| Vorliegender Text |
Rot-grüne Lektionen

Einleitung zum Heftschwerpunkt

Von Horst Peter und Reinhold Rünker

Horst Peter, spw-Mitherausgeber, Vorsitzender des Vereins zur Förderung von Demokratie und Völkerverständigung, lebt in Kassel

Reinhold Rünker, Mitglied der spw-Redaktion, arbeitet als Organisationsberater und lebt in Leichlingen.

Rot-Grün hat eine zweite Chance bekommen, mit der noch im Sommer kaum jemand mehr gerechnet hatte. Dem Wahlkampf fehlte das zündende Thema, die mitreißenden Akteure, die überzeugenden Argumente. Der konservative Herausforderer mied auf Anraten seiner spin doctors jegliche inhaltliche Festlegung und konnte deshalb vor der ursprünglichen Kampa-Strategie einer Personalisierung a la "Stoppt Strauss" wegtauchen. Der daraufhin veränderte Kurs, Themen und Erfolge der Regierung zu platzieren scheiterte dann weitgehend an fehlender Substanz (Arbeitsmarkt- und Beschäftigungspolitik), unzureichender Vermittlung, persönlichem Fehlverhalten (Bonus-Meilen-Debatte, Hunzinger-Scharping-Affärchen) oder wurde medial fast zu Tode geritten (Hartz-Kommission).

Die Medien haben den Wahlkampf dann in den letzten Wochen doch wieder personalisiert und sie personalisieren im Nachhinein konsequenterweise die Bewertung des Wahlergebnisses: Schröder hat die Stimmen für die SPD gewonnen, Fischer hat Schröder gerettet; Stoiber hat im Norden und Osten nicht genug mobilisiert; Möllemann hat die FDP schwer beschädigt, Gysi die PDS aus dem Bundestag befördert. Damit wird die Basis gelegt für ein neues Duell: Setzt sich Fischer oder Schröder bei den Koalitionsverhandlungen durch. Der Blick auf die realen Wirkkräfte für diese Wahl - dazu gehören durchaus die handelnden Hauptpersonen - bleibt verstellt.

| Aufgabenziel |
Beantworte diese Fragen zum Text über die rot-grünen Lektionen:
1. In welcher Stadt lebt Horst Peter?
2. Als was arbeitet Reinhold Rünker?
3. Welche Partei hat Möllemann laut der Bewertung der Medien schwer beschädigt?

| Angezeigte Daten |
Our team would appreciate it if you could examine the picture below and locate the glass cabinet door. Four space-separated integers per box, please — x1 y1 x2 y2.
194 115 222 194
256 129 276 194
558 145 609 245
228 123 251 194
--
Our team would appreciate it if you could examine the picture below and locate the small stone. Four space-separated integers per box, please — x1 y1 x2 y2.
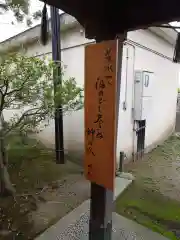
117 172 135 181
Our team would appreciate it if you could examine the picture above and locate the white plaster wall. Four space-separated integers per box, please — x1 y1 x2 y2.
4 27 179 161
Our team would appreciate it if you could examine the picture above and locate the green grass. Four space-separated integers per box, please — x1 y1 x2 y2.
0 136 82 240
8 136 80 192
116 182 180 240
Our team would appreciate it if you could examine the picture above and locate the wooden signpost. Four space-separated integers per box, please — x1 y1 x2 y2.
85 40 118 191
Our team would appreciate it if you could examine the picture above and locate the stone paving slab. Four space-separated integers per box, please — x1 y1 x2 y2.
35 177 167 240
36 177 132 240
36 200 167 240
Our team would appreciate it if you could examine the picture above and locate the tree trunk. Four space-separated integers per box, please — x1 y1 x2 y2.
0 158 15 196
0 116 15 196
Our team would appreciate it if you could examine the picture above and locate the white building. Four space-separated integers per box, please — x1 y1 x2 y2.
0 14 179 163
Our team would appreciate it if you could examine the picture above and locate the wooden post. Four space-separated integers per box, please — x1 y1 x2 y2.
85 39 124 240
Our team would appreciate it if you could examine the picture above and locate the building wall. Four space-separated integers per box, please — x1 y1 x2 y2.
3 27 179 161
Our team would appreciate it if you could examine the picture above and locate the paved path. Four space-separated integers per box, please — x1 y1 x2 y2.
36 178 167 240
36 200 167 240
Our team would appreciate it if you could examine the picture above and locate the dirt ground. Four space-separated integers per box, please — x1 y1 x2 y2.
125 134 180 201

| Übungsergebnis |
1. In Kassel.
2. Als Organisationsberater.
3. Die FDP.